Short task: Recast all of the entries below as a numbered list with no blank lines, and omit the pictures from your answer.

Records to process:
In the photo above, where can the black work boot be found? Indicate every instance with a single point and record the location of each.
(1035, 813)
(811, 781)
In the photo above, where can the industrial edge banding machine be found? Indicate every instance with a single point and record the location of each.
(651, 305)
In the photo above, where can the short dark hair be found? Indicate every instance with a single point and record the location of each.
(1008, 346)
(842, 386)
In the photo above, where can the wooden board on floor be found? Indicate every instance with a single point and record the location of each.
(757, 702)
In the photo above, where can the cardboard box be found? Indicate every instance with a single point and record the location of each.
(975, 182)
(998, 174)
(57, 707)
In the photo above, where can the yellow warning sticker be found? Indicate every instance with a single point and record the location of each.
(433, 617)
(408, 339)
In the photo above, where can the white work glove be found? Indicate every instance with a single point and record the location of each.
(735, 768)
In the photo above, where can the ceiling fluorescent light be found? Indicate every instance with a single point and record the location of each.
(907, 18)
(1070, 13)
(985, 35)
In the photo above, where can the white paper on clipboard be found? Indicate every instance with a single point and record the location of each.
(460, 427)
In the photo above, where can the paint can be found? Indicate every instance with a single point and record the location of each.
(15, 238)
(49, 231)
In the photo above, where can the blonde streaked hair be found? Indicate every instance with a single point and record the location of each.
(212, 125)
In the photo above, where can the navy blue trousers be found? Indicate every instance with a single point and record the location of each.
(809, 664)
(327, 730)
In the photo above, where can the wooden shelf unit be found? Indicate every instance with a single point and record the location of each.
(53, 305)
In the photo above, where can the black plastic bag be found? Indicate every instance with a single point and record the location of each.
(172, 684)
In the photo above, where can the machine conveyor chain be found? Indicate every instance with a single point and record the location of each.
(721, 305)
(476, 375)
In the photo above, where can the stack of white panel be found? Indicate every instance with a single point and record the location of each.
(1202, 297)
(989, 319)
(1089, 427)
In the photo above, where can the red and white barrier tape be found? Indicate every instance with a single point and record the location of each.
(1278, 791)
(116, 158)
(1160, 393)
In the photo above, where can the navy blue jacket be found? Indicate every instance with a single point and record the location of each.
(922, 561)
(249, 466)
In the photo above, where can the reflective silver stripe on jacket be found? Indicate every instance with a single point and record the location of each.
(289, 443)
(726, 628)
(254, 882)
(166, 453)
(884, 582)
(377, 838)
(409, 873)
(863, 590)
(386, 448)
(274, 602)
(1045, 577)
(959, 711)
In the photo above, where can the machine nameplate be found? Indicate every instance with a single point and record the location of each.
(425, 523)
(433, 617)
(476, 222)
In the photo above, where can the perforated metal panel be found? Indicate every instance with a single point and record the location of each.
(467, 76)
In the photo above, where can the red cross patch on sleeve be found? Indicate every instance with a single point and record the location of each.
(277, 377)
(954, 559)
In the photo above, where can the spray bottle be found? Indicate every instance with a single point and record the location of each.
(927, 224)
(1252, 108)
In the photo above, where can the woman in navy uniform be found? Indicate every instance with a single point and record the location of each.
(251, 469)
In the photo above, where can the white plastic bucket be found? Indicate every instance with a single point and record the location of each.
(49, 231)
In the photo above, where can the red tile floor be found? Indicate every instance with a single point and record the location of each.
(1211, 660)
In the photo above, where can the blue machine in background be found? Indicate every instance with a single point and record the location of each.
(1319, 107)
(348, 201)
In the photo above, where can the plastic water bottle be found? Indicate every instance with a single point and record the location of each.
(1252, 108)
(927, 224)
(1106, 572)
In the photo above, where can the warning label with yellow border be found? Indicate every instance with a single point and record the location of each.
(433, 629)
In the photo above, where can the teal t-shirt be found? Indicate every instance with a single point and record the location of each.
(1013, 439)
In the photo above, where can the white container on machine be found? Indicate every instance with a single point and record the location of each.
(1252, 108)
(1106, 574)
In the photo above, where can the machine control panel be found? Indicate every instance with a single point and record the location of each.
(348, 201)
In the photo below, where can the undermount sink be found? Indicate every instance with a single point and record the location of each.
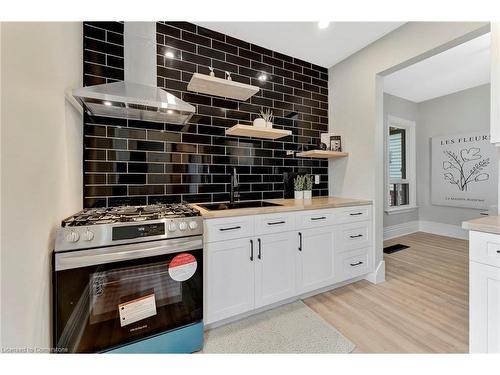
(230, 206)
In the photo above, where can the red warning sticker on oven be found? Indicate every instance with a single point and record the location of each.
(182, 267)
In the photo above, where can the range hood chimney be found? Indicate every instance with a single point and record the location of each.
(137, 97)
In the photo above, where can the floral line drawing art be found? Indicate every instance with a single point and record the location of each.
(460, 170)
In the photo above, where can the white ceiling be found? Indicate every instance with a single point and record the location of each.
(304, 40)
(459, 68)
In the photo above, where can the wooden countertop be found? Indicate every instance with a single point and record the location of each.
(489, 224)
(286, 205)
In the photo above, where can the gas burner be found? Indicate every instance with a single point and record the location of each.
(109, 215)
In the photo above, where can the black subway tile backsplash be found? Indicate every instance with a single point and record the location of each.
(137, 162)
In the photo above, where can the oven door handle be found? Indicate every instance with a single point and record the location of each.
(92, 257)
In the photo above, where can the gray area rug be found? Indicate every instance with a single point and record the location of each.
(292, 328)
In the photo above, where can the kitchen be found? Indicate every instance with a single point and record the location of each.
(173, 170)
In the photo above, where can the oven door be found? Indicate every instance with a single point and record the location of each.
(108, 297)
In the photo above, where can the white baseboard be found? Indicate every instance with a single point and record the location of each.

Reply:
1. In the photo above, where can the black work boot be found? Indicate every instance with a single point and record the location of each.
2. (1035, 813)
3. (811, 781)
4. In the photo above, where can the industrial edge banding machine be found? Indicate every instance with a single point and record the location of each.
5. (651, 305)
6. In the photo above, where can the short dark hair be found? Indicate every instance with a single point and record the location of each.
7. (1008, 346)
8. (842, 386)
9. In the photo above, where can the wooden board on floor be found? Indicate every instance with a single point and record the location of each.
10. (757, 702)
11. In the photo above, where can the cardboard box be found? Indicate every instance with a single point and record the location of each.
12. (975, 182)
13. (998, 174)
14. (57, 707)
15. In the photo above, where can the yellow warning sticker be found? Indicate every instance with a single point and record the location of each.
16. (433, 617)
17. (408, 339)
18. In the photo above, where can the white work glove be found? Indicate every instance with a single point and record the location of each.
19. (735, 768)
20. In the photo above, where can the ceiling fluorescent light be found? Indicate every instance with a single point and record the location of each.
21. (907, 18)
22. (1070, 13)
23. (985, 35)
24. In the photo above, where can the white paper on clipboard be found? Indicate every instance with a single point and record the location of each.
25. (460, 427)
26. In the photo above, where can the paint can be found? Indicate every instance with a single point and record the location of each.
27. (15, 238)
28. (49, 231)
29. In the photo above, where can the blonde streaked hair be found? Indicate every instance with a single point and record the location of each.
30. (212, 125)
31. In the photo above, where can the navy blue trousers be found? Indicate every instance with a single point and record the location of each.
32. (809, 664)
33. (327, 730)
34. In the photo above, where can the wooden shelf unit be found? Indicate every instance with a single point and record the location of each.
35. (53, 305)
36. In the photo above, where can the black plastic bag be found? Indicate every instance with a single point and record the location of each.
37. (172, 684)
38. In the photo above, where can the machine conveyor chain be found? Indicate every instance with a single point and record the location of each.
39. (721, 305)
40. (476, 375)
41. In the photo above, where can the stack of white panel be found? Indicate every instance with a single point and record the location of each.
42. (1202, 297)
43. (989, 319)
44. (1089, 427)
45. In the photo above, where can the red and white barrier tape be found? Indicate every instance with a single point and record the location of each.
46. (1278, 791)
47. (116, 158)
48. (1160, 393)
49. In the photo above, where can the navy blue jacket be found? Indicate every instance with a single point and record the location of each.
50. (922, 561)
51. (249, 466)
52. In the photo above, where can the reflective silver stripe on jacket be found? Indicate every instance with a single point and record the location of each.
53. (289, 443)
54. (726, 628)
55. (254, 882)
56. (166, 453)
57. (884, 582)
58. (377, 838)
59. (409, 873)
60. (863, 590)
61. (386, 448)
62. (274, 602)
63. (1045, 577)
64. (959, 711)
65. In the photo above, where can the machine nameplate be found? Indicate every instance with a single point and record the location of each.
66. (425, 523)
67. (433, 617)
68. (476, 222)
69. In the photo above, where can the perforated metal panel be found? Indicate every instance with a single point and record the location of each.
70. (467, 76)
71. In the photo above, where can the red cross patch on sleeve be found? Indicate every instance with a single point and record the location of each.
72. (277, 377)
73. (954, 559)
74. In the photo above, where can the spray bottle be found? Indicate every instance with a single point and record the location of each.
75. (927, 224)
76. (1252, 108)
77. In the photo above, where can the woman in navy uniform be found? Indicate every instance with a single point and record the location of each.
78. (251, 469)
79. In the photo above, where can the white plastic bucket be found? Indicate every instance with a single point and record the location of each.
80. (49, 231)
81. In the photo above, where can the red tile floor be found? Indicate every instance with a single point and record the location of each.
82. (1211, 660)
83. In the photo above, where can the blue machine in background be found? Indicate every instance with a single point and record the location of each.
84. (1319, 107)
85. (348, 201)
86. In the photo above, where can the plastic water bottle be found? Indicate every instance with a single point and record the location of each.
87. (1252, 108)
88. (927, 224)
89. (1106, 572)
90. In the photo above, where can the warning label with yellow border be found? Indicate every instance with a single point and record the location of each.
91. (433, 629)
92. In the photo above, where can the teal t-shirt be found? Indicate every instance with a single point and record the location of each.
93. (1013, 439)
94. In the photo above, where can the white container on machine be found? Indicate every instance with a single point and record the location of each.
95. (1252, 108)
96. (1106, 574)
97. In the photo above, where can the machine control panel be found? Indicate every instance with a single point and record the location of each.
98. (348, 201)
99. In the photo below, where can the undermount sink be found? Indicate every instance with a single point and record the location of each.
100. (230, 206)
101. In the photo above, where can the red warning sticker on oven be found? Indicate every instance with a single point and record the location of each.
102. (182, 267)
103. In the photo above, where can the range hood chimney be found? Indicate every instance with a single point and record the location of each.
104. (137, 97)
105. In the photo above, where can the floral line drawing art be found? Indicate every instance with a single point and record the location of each.
106. (460, 170)
107. In the photo above, where can the white ceiling be found? Indicate every instance with a single point and record the location of each.
108. (304, 40)
109. (459, 68)
110. In the photo above, where can the wooden countertop be found? Indicate every instance with a single point and record the location of each.
111. (489, 224)
112. (286, 205)
113. In the photo above, where can the gas burner be found? Indicate every instance with a single point and record the location of each.
114. (109, 215)
115. In the photo above, where can the black subway tile backsplash be found? Indicate every instance with a single point and record the location of each.
116. (137, 162)
117. In the photo above, where can the oven door handle be found? Indicate every instance with a single point and record the location of each.
118. (92, 257)
119. In the photo above, where can the gray area rug be found? Indicate every instance with a single point and record the location of each.
120. (292, 328)
121. In the photo above, where can the kitchen be found? Indicate every instance with a single point and record the location of each.
122. (173, 170)
123. In the photo above, where can the oven door be found? Indicate every instance with a single point and record the location of each.
124. (108, 297)
125. In the photo above, where can the white baseboard be found? Indicate every instance with a single point and record the location of each.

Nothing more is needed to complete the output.